=== YOUR TASK ===
Lines outside the range are not wanted. Give again exactly the lines between the line holding "lawn in this photo." and the line holding "shrub in this photo.", inclusive, from the listing below.

INFORMATION: Begin

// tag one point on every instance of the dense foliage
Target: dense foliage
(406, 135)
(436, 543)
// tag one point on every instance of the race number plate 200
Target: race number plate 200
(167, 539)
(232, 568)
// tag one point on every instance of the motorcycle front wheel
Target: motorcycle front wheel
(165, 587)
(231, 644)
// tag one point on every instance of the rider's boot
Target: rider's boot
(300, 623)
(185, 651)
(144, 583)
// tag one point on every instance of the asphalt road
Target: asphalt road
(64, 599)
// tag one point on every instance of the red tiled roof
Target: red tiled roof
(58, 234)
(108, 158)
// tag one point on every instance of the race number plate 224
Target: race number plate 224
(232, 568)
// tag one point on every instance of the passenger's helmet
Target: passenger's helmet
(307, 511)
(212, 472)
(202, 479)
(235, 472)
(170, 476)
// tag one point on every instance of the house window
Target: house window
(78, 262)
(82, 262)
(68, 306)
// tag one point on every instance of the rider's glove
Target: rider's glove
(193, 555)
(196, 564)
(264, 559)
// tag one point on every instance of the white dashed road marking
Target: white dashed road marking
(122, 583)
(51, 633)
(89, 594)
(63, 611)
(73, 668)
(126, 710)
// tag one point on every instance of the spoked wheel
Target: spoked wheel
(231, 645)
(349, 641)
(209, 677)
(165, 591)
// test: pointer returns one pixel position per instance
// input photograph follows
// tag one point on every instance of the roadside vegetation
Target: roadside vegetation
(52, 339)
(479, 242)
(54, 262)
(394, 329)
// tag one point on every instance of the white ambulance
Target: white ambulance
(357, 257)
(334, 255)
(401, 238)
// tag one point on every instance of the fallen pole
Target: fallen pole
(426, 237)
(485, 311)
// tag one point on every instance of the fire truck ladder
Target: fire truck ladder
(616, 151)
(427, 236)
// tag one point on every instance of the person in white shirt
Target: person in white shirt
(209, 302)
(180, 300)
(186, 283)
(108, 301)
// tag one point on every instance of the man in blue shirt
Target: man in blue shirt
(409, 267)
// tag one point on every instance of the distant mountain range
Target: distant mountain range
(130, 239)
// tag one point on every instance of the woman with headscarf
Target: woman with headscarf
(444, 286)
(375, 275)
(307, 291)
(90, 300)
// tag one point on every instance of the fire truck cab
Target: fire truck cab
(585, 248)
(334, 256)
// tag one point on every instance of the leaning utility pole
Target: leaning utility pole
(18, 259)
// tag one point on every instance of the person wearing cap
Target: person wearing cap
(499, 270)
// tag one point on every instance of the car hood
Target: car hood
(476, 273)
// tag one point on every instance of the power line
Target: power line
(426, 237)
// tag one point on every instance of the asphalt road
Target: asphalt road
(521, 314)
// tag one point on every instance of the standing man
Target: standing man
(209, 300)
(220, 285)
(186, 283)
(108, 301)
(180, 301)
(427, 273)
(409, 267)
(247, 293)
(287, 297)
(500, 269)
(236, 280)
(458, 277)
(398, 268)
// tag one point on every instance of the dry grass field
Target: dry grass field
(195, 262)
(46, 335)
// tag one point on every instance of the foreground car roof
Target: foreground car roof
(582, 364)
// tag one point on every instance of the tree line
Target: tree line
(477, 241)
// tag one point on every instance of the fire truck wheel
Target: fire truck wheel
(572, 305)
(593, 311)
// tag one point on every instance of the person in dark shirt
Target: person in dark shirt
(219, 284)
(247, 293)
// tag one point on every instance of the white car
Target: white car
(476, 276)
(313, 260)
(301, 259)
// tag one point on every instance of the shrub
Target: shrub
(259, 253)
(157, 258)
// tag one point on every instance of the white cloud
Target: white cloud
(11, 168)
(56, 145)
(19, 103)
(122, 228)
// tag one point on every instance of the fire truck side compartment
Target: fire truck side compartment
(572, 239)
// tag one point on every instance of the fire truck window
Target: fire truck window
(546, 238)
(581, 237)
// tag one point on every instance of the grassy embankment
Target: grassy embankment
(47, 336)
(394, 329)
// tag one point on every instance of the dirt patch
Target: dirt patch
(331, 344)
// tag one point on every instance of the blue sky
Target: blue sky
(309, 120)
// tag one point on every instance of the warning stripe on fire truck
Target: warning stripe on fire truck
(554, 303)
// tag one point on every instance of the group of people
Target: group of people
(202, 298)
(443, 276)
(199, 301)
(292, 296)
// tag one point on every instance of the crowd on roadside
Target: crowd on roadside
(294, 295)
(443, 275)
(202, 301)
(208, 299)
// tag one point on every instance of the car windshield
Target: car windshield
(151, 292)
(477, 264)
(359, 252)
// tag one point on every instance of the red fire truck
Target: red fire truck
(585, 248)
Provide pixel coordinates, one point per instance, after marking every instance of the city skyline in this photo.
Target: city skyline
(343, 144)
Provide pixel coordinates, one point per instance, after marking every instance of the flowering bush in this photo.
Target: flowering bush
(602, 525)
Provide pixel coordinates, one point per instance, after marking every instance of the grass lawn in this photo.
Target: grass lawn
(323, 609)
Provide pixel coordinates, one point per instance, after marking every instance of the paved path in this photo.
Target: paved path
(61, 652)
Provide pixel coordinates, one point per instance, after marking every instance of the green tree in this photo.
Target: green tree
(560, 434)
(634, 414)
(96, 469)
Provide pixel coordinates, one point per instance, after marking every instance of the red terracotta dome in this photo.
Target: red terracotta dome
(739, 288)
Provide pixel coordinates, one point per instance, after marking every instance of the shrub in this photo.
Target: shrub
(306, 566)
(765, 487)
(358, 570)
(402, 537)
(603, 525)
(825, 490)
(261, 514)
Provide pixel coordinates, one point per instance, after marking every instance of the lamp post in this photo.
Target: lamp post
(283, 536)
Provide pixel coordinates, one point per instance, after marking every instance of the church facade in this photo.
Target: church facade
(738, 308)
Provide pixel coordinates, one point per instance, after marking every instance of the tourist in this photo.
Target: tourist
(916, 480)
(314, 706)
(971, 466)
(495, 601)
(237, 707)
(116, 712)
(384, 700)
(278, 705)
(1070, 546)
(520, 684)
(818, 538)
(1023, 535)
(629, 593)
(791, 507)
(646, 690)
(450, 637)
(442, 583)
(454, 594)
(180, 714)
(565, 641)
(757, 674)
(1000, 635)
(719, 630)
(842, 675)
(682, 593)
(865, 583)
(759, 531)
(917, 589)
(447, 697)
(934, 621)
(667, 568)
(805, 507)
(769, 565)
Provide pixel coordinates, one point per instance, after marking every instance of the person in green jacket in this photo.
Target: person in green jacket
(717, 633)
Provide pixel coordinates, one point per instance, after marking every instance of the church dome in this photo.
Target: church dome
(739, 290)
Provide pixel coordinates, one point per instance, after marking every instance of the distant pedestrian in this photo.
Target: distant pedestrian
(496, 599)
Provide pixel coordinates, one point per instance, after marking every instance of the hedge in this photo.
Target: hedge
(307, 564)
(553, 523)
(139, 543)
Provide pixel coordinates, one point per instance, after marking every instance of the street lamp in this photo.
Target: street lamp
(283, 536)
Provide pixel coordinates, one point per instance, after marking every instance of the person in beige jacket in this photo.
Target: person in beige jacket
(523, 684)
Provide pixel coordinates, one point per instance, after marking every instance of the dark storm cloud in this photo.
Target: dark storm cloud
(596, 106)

INFORMATION: End

=== RESULT BELOW ===
Provide pixel coordinates, one point per instance, after marking every instance of the grass lawn in this photo.
Target: grass lawn
(323, 609)
Provide pixel coordinates, one point per instance, after marking every instance of the paved path in this photo.
Target: paved path
(61, 652)
Provide pixel coordinates, one point per instance, after marking every instance of the green tree in this photo.
Target: green tree
(560, 434)
(634, 414)
(96, 469)
Provide pixel coordinates, one point per instance, after marking every instance of the red terracotta dome in this photo.
Target: red terracotta dome
(739, 288)
Provide pixel coordinates, one point per instance, after marking every instance of the shrub in this photo.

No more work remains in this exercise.